• _Description of the task_
Your copy should hold every record exactly and no images.
(Listed entries begins)
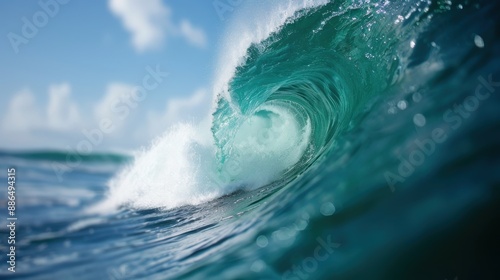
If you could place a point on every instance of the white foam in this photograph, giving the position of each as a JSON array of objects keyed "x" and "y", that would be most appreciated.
[
  {"x": 180, "y": 167},
  {"x": 251, "y": 23}
]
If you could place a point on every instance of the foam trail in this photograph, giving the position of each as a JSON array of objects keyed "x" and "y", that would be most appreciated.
[{"x": 181, "y": 167}]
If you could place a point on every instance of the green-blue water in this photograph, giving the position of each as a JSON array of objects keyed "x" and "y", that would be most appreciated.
[{"x": 356, "y": 140}]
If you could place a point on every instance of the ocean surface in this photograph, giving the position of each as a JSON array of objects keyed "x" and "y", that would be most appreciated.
[{"x": 348, "y": 140}]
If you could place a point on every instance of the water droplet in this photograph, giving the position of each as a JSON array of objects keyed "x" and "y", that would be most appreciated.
[
  {"x": 478, "y": 41},
  {"x": 402, "y": 105},
  {"x": 327, "y": 209},
  {"x": 419, "y": 120},
  {"x": 262, "y": 241}
]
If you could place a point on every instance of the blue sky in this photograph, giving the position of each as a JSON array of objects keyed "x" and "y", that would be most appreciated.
[{"x": 89, "y": 54}]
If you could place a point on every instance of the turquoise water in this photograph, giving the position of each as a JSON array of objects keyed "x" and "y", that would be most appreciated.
[{"x": 349, "y": 140}]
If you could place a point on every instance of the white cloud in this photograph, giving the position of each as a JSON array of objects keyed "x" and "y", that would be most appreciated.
[
  {"x": 62, "y": 113},
  {"x": 191, "y": 108},
  {"x": 149, "y": 22},
  {"x": 193, "y": 34},
  {"x": 22, "y": 113},
  {"x": 115, "y": 94}
]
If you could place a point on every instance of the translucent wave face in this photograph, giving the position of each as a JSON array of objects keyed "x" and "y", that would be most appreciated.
[{"x": 265, "y": 145}]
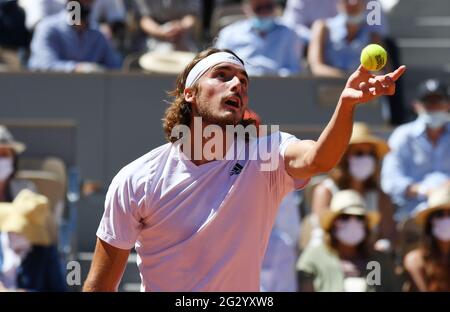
(Listed entries ends)
• _Solution for this problem_
If you could place a point on every instance of the white foam in this photograph, giving the position of each as a JSON array of objects keyed "x" and "y", that would be most appreciated.
[
  {"x": 180, "y": 167},
  {"x": 251, "y": 23}
]
If you could place a point on every instance of the foam trail in this photograph, giving the position of each as a JSON array of objects keyed "x" and "y", that would be most appreciated.
[{"x": 181, "y": 167}]
If you could place a point on every instance of the green-blue water in this photograph, giving the position of each as a JSON array of objects keyed "x" and "y", that would be most appreciated.
[{"x": 356, "y": 140}]
If you could place a point on every instance of the ocean surface in this photograph, giving the position of each as a JSON array of objects keyed "x" and "y", that would be most appreciated.
[{"x": 348, "y": 140}]
If you could place a point on every instance of the water droplet in this photograph, giving the position of each as a JSON array of objects keyed "x" and "y", that would be most appreciated.
[
  {"x": 478, "y": 41},
  {"x": 402, "y": 105},
  {"x": 327, "y": 209},
  {"x": 419, "y": 120},
  {"x": 262, "y": 241}
]
If you could place a point on every instance of the blue sky in this photograph, giving the position of each as a JSON array of objects keyed "x" and "y", that would be most appreciated.
[{"x": 89, "y": 54}]
If you could place a point on every instance of the turquoise water in this photograph, giving the position of each as a JSON array of objects keyed "x" and "y", that would be most appreciated.
[{"x": 349, "y": 140}]
If you could place a point on every instance of the white cloud in this photograph, giving the position of each as a JSON array of objects keyed "x" and "y", that would be most appreciated.
[
  {"x": 62, "y": 113},
  {"x": 191, "y": 108},
  {"x": 149, "y": 22},
  {"x": 193, "y": 34},
  {"x": 22, "y": 113},
  {"x": 115, "y": 94}
]
If you could place a point on every instance of the translucent wave face in this photograph, giving the position of each as a JSON array of objects keyed "x" and "y", that would be most appreciated.
[{"x": 265, "y": 145}]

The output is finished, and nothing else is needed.